**Work instructions**
Render the lines of the rows below as a Markdown table with the columns Line No. and Text, starting with the line containing "golf cap with" and continuing through the line containing "x=479 y=1294", both included. Omit blank lines, and leave the pictures out of the table.

**Information shown**
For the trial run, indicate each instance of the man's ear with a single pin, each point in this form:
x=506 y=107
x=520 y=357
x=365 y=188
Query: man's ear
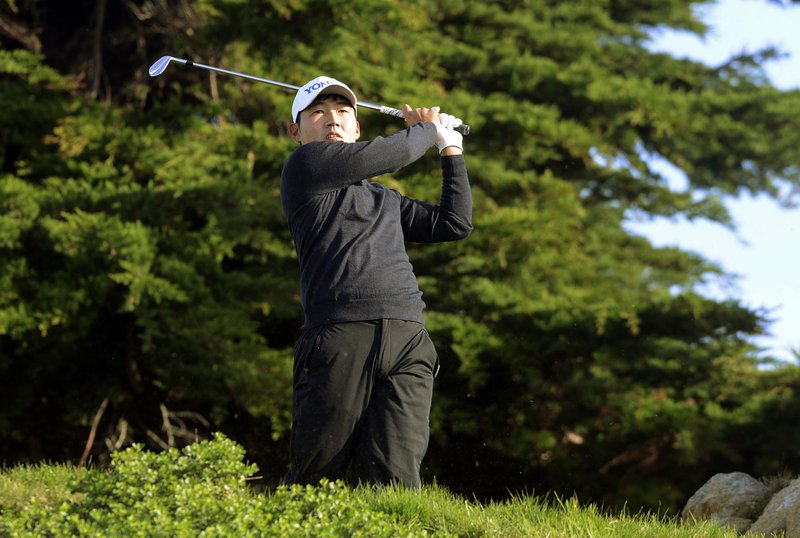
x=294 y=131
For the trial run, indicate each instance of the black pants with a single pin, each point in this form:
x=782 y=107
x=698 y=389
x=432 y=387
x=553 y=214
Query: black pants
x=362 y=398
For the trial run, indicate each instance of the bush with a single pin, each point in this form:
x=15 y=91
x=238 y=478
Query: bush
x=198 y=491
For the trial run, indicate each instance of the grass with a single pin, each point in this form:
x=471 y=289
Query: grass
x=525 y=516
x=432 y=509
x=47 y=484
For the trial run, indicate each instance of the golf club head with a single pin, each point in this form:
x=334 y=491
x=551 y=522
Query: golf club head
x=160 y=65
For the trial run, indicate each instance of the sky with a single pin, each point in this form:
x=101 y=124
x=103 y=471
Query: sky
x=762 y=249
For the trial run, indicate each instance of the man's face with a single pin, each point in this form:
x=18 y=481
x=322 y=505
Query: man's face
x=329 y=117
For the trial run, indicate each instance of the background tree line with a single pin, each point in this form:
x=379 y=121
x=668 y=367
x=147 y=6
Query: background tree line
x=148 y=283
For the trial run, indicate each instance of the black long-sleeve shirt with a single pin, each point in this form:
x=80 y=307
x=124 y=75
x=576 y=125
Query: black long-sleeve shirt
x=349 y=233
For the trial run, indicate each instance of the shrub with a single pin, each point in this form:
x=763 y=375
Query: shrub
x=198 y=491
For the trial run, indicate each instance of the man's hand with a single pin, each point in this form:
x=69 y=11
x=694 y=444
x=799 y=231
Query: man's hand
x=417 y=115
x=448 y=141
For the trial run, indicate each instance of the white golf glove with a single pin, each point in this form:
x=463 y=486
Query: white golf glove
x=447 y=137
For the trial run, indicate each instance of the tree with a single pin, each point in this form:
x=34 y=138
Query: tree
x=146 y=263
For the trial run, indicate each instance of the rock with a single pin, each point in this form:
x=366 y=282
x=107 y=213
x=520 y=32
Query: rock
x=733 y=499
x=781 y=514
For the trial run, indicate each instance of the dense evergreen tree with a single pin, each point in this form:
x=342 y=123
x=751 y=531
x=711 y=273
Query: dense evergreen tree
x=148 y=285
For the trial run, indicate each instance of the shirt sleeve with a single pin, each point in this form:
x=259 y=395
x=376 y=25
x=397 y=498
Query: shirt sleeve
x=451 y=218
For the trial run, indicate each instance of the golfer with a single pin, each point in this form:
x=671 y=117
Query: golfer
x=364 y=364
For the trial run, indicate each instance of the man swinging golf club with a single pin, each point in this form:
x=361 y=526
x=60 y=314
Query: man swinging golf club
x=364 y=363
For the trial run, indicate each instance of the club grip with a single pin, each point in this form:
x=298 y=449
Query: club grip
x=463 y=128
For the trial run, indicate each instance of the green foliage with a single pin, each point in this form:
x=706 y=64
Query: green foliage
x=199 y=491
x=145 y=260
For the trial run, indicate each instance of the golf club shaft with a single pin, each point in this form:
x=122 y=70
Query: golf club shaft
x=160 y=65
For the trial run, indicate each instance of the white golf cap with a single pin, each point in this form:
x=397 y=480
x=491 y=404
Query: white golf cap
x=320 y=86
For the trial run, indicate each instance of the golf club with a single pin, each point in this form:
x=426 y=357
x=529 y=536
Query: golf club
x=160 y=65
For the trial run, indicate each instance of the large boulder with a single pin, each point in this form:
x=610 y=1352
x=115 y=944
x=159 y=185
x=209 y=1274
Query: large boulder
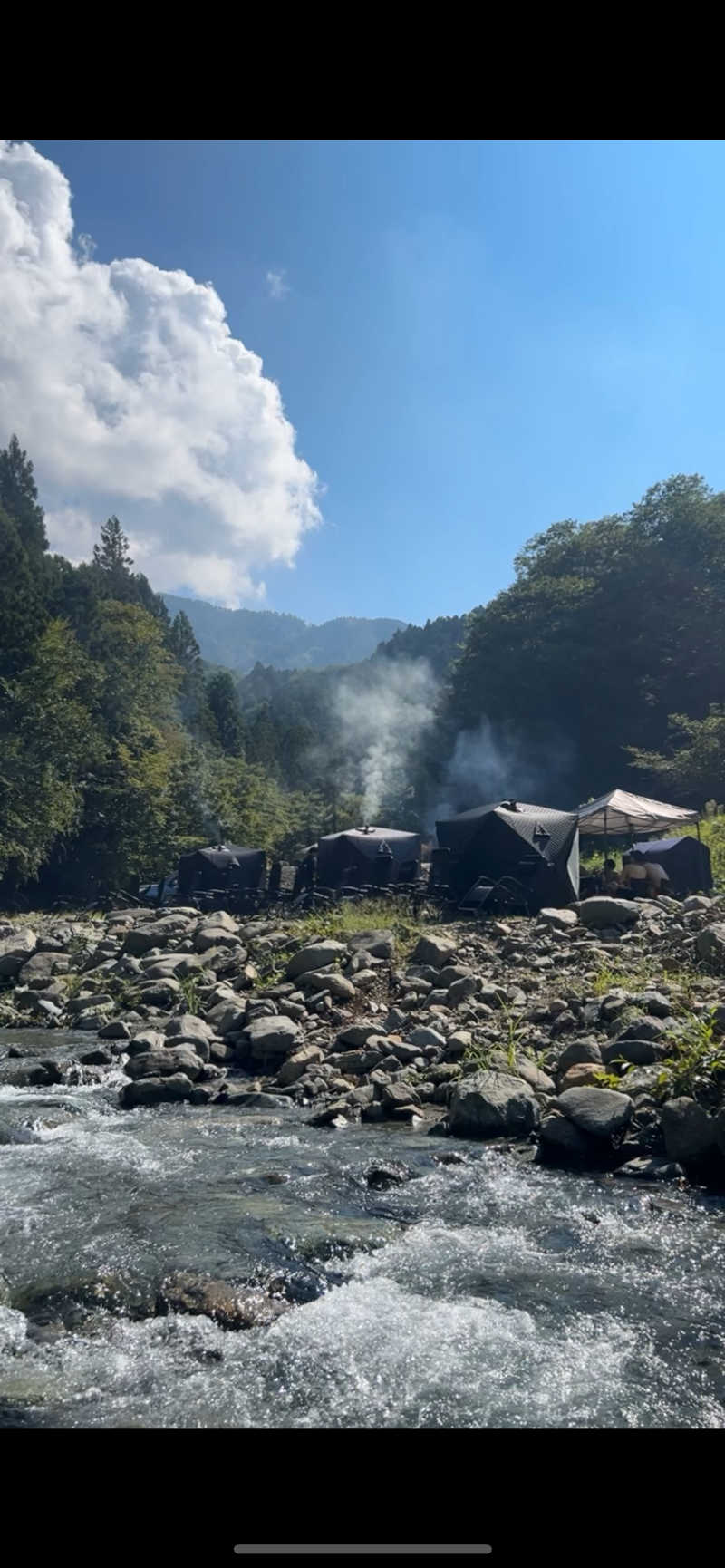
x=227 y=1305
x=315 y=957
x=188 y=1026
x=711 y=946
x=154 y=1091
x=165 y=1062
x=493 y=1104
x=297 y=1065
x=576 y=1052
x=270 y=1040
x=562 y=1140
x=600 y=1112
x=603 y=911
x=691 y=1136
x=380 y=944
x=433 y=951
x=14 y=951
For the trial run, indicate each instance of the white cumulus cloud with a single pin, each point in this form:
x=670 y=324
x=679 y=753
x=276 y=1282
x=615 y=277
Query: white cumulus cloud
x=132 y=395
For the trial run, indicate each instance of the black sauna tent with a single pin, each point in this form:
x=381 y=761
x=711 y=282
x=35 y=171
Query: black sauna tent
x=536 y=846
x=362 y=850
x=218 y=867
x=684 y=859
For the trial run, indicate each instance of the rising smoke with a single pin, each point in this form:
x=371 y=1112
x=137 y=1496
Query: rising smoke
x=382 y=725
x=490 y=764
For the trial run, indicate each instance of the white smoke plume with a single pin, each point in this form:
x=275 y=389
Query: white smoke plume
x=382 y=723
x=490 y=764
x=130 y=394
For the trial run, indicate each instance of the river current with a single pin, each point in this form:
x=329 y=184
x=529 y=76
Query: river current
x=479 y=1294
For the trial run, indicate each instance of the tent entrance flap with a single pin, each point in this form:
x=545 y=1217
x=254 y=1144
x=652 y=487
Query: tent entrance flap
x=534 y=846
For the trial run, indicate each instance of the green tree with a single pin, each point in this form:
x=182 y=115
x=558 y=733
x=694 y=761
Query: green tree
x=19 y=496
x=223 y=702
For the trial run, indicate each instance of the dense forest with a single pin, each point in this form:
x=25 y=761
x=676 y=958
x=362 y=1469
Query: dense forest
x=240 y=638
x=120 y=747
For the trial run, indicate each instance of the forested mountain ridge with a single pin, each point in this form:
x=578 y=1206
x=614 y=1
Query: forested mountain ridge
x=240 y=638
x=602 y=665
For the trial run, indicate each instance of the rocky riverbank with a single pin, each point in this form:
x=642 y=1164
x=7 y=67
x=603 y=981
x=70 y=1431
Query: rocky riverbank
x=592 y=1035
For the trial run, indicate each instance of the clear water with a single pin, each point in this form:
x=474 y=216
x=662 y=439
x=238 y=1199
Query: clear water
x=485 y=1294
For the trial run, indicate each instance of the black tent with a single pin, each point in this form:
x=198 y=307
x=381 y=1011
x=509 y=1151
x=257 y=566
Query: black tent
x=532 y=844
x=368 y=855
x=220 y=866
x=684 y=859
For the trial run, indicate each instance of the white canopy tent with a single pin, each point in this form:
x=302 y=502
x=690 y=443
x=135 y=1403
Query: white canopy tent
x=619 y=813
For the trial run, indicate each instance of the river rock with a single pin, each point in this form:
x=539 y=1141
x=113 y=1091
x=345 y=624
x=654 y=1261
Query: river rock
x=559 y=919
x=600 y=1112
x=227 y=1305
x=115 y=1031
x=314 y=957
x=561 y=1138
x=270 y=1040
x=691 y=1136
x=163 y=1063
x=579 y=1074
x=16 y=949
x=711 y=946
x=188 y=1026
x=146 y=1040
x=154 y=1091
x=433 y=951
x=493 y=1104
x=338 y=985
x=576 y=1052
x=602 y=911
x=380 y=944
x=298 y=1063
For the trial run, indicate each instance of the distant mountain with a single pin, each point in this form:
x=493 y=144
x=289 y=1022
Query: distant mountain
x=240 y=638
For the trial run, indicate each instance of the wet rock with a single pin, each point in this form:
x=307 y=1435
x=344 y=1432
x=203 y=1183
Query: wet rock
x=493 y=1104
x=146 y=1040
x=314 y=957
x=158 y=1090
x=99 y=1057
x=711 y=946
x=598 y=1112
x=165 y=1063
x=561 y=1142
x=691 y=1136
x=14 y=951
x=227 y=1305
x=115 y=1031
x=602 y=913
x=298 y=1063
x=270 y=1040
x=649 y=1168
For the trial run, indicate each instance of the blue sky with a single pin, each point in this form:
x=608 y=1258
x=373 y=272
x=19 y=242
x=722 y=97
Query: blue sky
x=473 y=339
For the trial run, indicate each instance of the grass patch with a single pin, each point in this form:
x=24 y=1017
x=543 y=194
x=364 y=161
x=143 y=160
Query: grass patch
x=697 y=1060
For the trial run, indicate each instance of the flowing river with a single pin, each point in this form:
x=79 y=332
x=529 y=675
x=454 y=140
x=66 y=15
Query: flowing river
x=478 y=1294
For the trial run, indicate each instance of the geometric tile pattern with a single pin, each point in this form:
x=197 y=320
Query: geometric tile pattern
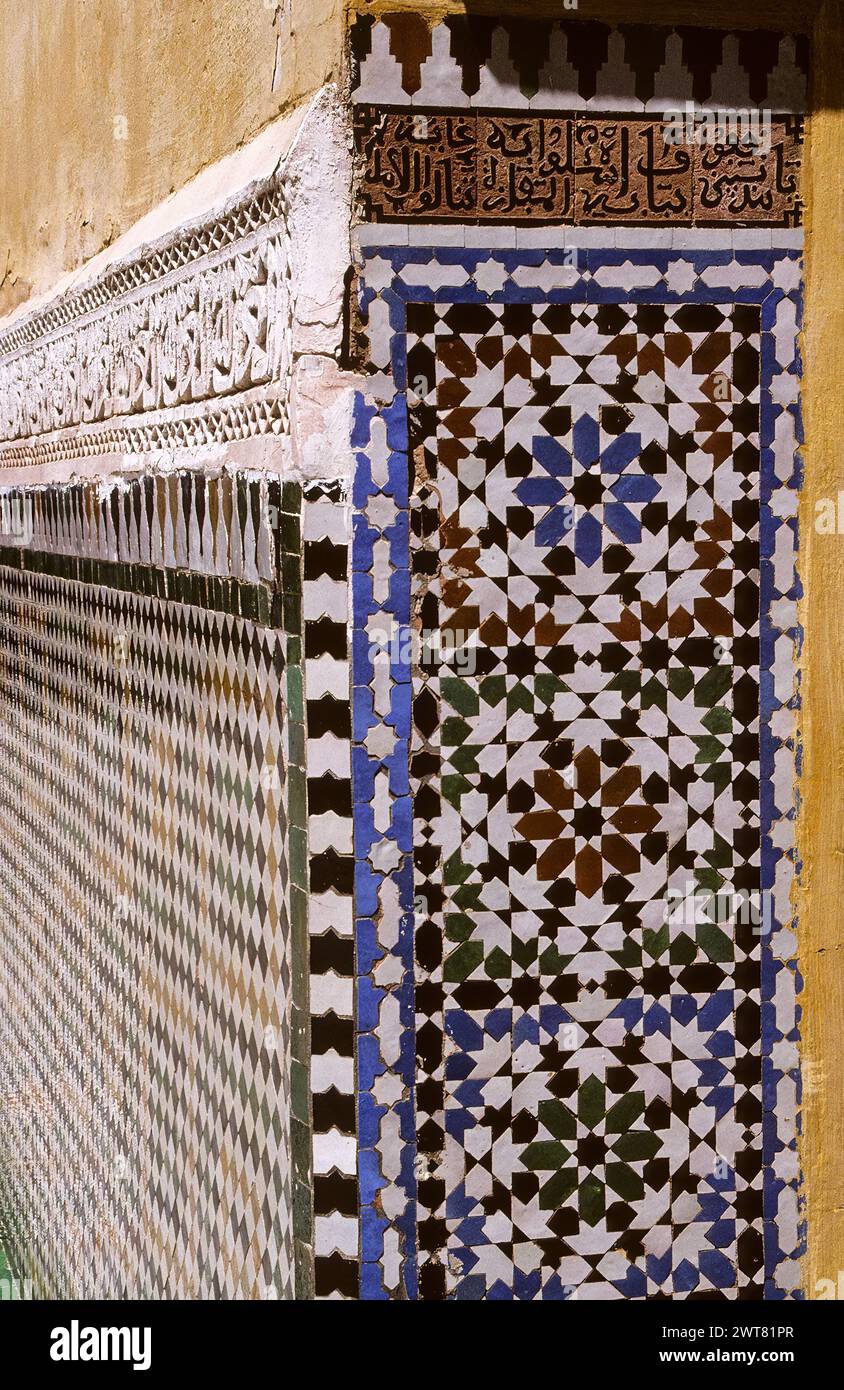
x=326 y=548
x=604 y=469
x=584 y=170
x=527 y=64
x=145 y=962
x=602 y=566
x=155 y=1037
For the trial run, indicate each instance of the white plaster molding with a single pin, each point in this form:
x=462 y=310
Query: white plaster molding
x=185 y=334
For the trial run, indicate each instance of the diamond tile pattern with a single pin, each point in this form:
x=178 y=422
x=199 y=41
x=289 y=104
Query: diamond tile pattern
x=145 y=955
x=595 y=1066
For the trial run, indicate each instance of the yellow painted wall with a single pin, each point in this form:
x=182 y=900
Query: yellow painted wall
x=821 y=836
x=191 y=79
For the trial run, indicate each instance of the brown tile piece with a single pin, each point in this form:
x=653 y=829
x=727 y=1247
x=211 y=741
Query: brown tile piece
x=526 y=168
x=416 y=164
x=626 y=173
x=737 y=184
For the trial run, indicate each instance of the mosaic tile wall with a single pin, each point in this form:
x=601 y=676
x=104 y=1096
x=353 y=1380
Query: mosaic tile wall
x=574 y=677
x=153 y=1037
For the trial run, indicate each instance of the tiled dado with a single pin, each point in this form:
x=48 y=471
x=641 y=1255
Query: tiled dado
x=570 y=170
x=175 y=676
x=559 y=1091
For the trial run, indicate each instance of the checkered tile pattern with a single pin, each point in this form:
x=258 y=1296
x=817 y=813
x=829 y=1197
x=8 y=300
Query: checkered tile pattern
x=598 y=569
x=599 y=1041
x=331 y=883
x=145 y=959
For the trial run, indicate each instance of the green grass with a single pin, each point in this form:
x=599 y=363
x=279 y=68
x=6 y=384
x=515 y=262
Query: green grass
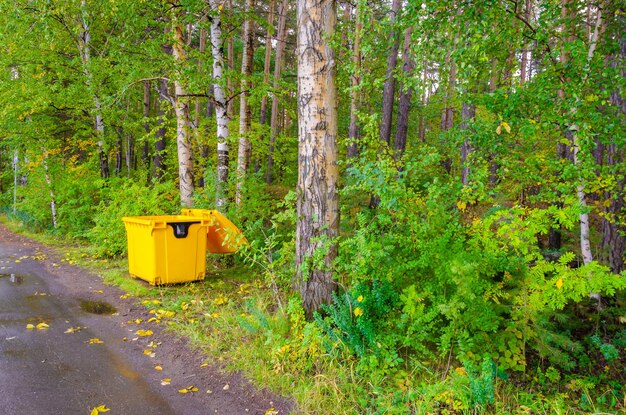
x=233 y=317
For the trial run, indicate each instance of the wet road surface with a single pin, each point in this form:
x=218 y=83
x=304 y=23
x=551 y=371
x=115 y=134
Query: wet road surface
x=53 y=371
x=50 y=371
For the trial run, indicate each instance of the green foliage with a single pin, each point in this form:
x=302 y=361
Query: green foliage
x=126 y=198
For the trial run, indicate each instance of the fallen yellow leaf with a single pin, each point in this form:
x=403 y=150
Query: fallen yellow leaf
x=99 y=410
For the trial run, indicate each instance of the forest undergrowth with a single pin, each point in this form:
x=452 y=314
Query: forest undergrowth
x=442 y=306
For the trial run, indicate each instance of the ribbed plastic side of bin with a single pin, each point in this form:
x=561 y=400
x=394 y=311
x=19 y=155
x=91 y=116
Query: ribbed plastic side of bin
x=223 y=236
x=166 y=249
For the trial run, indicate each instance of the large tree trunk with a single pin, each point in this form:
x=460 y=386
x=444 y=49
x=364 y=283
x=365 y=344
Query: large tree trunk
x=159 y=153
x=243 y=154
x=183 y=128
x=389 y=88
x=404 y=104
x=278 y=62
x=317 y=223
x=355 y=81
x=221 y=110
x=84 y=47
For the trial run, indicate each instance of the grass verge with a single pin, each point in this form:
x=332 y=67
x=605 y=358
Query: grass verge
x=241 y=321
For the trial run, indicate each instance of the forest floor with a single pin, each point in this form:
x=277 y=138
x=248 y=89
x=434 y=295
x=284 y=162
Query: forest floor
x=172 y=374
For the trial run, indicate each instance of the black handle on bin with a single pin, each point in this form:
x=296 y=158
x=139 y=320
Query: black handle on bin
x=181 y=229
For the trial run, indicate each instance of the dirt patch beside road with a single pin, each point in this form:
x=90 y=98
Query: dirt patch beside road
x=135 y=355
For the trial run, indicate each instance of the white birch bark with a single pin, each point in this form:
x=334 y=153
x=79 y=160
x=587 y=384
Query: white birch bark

**Response**
| Line No. | Text |
|---|---|
| 1 | For the trial run, indicate each instance of the white golf cap with a single pin, each point in this form: |
| 2 | x=397 y=480 |
| 3 | x=491 y=404 |
| 4 | Query: white golf cap |
| 5 | x=320 y=86 |
| 6 | For the trial run, indicate each instance of the golf club with a single pin, each point in this form: |
| 7 | x=426 y=357 |
| 8 | x=529 y=536 |
| 9 | Query: golf club |
| 10 | x=160 y=65 |
| 11 | For the trial run, indicate each instance of the large boulder with a single pin, each point in this form: |
| 12 | x=610 y=1352 |
| 13 | x=115 y=944 |
| 14 | x=159 y=185 |
| 15 | x=209 y=1274 |
| 16 | Query: large boulder |
| 17 | x=227 y=1305 |
| 18 | x=315 y=957 |
| 19 | x=188 y=1026 |
| 20 | x=711 y=946 |
| 21 | x=154 y=1091 |
| 22 | x=165 y=1062 |
| 23 | x=493 y=1104 |
| 24 | x=297 y=1065 |
| 25 | x=576 y=1052 |
| 26 | x=270 y=1040 |
| 27 | x=562 y=1140 |
| 28 | x=600 y=1112 |
| 29 | x=603 y=911 |
| 30 | x=691 y=1136 |
| 31 | x=380 y=944 |
| 32 | x=433 y=951 |
| 33 | x=14 y=951 |
| 34 | For the trial run, indicate each instance of the white cumulus cloud with a single pin, each point in this form: |
| 35 | x=670 y=324 |
| 36 | x=679 y=753 |
| 37 | x=276 y=1282 |
| 38 | x=615 y=277 |
| 39 | Query: white cumulus cloud |
| 40 | x=132 y=395 |
| 41 | For the trial run, indicate each instance of the black sauna tent with a single pin, each point in this form: |
| 42 | x=381 y=761 |
| 43 | x=711 y=282 |
| 44 | x=35 y=171 |
| 45 | Query: black sauna tent |
| 46 | x=536 y=846 |
| 47 | x=362 y=850 |
| 48 | x=218 y=867 |
| 49 | x=684 y=859 |
| 50 | For the trial run, indicate each instance of the rising smoke with a single pin, each point in this form: |
| 51 | x=371 y=1112 |
| 52 | x=137 y=1496 |
| 53 | Query: rising smoke |
| 54 | x=382 y=725 |
| 55 | x=490 y=764 |
| 56 | For the trial run, indicate each instance of the white smoke plume with a single pin, each point in this form: |
| 57 | x=275 y=389 |
| 58 | Query: white smoke plume |
| 59 | x=382 y=723 |
| 60 | x=490 y=764 |
| 61 | x=130 y=394 |
| 62 | For the trial run, indicate each instance of the river current with a single pin, each point in this form: |
| 63 | x=329 y=184 |
| 64 | x=529 y=76 |
| 65 | Query: river current |
| 66 | x=479 y=1294 |